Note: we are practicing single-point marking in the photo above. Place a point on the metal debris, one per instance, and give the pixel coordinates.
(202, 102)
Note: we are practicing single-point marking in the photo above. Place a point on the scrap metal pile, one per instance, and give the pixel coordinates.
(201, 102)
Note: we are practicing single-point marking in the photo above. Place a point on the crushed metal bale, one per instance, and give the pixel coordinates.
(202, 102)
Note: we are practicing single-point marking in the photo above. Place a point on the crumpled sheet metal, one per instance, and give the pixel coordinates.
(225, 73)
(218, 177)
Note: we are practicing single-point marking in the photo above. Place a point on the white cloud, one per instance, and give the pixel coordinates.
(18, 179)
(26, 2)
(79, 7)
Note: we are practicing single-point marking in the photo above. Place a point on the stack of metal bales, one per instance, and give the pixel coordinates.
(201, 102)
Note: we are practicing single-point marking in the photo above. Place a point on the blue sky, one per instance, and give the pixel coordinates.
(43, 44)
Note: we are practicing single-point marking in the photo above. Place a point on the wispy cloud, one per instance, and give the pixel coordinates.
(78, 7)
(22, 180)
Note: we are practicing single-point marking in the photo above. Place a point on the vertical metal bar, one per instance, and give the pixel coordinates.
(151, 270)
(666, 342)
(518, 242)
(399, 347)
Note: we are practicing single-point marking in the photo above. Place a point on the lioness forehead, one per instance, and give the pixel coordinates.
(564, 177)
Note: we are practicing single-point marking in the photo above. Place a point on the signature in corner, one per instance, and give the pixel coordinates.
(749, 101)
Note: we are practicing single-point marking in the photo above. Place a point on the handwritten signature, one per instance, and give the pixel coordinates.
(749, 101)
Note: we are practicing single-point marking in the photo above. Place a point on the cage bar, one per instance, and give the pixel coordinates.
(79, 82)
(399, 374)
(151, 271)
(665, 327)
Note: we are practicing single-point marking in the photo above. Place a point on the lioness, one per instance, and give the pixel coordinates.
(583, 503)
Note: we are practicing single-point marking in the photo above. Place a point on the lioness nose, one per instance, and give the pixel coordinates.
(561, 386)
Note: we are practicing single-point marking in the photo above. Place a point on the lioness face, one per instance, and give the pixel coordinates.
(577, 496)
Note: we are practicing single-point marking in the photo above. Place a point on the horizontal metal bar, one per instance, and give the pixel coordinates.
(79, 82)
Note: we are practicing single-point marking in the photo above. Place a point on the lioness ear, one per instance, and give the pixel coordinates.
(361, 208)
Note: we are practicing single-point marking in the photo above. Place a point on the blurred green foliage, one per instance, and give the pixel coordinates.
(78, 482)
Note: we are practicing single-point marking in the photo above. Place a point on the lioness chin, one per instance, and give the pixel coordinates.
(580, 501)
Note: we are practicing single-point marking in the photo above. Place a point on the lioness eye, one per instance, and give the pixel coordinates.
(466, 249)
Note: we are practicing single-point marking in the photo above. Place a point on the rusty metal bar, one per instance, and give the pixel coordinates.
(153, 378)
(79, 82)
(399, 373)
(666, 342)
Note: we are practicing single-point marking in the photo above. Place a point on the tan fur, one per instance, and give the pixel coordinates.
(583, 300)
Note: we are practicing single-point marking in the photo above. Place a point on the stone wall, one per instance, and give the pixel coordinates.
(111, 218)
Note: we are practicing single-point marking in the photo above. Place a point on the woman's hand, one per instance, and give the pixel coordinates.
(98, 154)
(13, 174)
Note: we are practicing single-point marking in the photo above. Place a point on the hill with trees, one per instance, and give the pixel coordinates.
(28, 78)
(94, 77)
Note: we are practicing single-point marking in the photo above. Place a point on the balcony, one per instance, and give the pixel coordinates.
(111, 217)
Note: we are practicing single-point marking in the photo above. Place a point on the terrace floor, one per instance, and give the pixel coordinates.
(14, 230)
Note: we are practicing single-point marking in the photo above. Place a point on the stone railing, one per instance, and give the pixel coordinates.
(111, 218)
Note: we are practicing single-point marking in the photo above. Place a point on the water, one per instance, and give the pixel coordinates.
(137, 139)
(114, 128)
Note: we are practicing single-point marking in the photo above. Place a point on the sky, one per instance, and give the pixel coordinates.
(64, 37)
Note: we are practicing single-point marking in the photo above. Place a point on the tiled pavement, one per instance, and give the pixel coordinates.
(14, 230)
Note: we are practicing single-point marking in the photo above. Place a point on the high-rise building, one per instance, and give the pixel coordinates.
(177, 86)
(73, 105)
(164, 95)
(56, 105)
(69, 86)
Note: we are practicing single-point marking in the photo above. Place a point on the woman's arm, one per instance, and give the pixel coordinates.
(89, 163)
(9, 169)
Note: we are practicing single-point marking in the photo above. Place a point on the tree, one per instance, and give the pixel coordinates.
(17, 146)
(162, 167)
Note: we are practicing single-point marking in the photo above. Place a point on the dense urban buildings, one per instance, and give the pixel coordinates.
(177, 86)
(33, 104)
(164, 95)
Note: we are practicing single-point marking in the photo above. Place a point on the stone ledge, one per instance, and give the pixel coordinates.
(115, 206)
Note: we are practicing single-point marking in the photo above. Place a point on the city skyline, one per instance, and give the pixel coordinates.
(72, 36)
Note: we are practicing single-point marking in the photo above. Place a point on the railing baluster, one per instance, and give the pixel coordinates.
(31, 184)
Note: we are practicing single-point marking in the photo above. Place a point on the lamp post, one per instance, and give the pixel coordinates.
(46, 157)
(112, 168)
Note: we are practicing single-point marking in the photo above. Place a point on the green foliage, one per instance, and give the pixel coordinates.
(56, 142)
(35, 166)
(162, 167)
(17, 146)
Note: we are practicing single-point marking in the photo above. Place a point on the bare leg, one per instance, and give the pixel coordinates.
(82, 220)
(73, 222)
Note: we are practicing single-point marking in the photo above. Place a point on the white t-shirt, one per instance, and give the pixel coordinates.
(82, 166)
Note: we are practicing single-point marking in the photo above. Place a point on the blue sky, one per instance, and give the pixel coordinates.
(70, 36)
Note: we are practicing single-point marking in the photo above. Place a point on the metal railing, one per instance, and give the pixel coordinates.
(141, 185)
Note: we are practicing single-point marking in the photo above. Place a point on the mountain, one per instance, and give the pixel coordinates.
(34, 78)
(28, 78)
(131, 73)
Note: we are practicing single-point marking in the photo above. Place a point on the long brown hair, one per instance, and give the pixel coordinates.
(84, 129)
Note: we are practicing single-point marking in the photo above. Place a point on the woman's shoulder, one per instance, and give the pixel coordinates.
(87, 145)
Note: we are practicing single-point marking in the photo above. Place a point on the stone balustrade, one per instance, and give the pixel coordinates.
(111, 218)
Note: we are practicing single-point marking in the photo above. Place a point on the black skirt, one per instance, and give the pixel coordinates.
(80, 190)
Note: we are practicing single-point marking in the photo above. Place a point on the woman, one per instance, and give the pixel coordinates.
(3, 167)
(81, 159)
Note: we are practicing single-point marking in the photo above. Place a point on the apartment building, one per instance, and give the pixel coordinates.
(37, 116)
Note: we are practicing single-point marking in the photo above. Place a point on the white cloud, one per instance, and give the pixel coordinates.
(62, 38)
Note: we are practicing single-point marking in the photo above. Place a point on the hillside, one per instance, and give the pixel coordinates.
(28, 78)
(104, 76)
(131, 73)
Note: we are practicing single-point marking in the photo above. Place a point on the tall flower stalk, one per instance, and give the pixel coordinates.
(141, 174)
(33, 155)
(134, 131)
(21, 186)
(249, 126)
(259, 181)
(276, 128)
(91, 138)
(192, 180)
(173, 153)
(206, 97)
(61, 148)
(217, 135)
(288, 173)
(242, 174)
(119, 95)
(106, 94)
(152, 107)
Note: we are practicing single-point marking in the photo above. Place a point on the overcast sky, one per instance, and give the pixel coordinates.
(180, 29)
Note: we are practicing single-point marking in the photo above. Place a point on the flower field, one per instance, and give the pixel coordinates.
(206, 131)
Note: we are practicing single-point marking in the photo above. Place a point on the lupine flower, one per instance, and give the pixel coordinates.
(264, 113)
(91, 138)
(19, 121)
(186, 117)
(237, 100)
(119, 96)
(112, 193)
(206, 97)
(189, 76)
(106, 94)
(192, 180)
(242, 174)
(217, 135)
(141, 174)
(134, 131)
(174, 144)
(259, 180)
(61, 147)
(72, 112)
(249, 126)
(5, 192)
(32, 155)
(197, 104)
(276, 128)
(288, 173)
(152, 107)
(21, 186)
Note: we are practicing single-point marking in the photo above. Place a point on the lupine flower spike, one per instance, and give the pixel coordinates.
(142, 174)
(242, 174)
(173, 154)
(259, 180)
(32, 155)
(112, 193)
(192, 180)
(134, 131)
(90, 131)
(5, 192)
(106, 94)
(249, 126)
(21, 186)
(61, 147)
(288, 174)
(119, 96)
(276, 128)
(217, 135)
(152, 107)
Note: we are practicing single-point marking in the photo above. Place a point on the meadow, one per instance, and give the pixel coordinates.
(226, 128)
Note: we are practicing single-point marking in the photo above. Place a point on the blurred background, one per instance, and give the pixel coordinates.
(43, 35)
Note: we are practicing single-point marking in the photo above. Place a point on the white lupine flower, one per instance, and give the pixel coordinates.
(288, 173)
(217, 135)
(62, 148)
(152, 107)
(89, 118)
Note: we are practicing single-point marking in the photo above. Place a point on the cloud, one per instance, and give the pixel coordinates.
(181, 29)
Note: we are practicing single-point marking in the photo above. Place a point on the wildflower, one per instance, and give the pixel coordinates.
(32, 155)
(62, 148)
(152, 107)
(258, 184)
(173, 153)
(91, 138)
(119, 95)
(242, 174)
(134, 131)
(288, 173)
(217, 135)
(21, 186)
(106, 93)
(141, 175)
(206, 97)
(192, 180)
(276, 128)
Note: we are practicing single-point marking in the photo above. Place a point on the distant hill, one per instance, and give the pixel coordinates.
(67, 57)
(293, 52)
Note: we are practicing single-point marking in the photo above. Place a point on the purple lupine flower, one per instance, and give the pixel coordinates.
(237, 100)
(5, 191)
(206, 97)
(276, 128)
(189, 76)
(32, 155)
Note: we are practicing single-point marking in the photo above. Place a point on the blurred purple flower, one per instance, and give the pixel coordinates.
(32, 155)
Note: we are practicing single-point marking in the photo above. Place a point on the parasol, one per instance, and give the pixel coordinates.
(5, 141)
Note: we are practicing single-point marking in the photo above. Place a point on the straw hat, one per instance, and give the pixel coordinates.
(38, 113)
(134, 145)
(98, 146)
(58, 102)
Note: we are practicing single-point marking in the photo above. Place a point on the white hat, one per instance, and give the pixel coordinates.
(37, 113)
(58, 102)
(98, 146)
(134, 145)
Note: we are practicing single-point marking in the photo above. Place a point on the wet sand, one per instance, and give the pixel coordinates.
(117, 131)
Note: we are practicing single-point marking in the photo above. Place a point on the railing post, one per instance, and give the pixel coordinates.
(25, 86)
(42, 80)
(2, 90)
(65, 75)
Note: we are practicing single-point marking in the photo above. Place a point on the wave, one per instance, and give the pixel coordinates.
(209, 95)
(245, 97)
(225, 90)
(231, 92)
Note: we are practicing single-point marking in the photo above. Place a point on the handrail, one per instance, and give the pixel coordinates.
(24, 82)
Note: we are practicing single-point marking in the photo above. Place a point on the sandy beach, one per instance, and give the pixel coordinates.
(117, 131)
——————
▸ **What is expected**:
Only the lines from the one containing "white hat, one" to the end of the records should be repeated, exactly as they appear.

▸ **Problem solution**:
Note: we are practicing single-point marking in the photo above. Place a point on the white hat, one per instance, and give the pixel coordinates.
(37, 113)
(58, 102)
(98, 146)
(134, 145)
Note: we are practicing single-point marking in the photo above. Place a point on the wet sand, one per instance, and give the pixel coordinates.
(117, 131)
Note: we are practicing single-point marking in the photo above. Place a point on the railing post, one per instance, and give the pixel coordinates.
(25, 86)
(42, 80)
(2, 90)
(65, 75)
Note: we are practicing single-point marking in the photo above. Place a point on the wave, one per instance, and give the pixel coordinates.
(209, 95)
(245, 97)
(225, 90)
(231, 92)
Note: we are practicing single-point marking in the photo above. Place a point on the handrail, one per instance, and give the pixel coordinates.
(24, 82)
Note: we are practicing single-point marking in the photo above. Place a point on the sandy beach, one per instance, and give the pixel coordinates.
(117, 131)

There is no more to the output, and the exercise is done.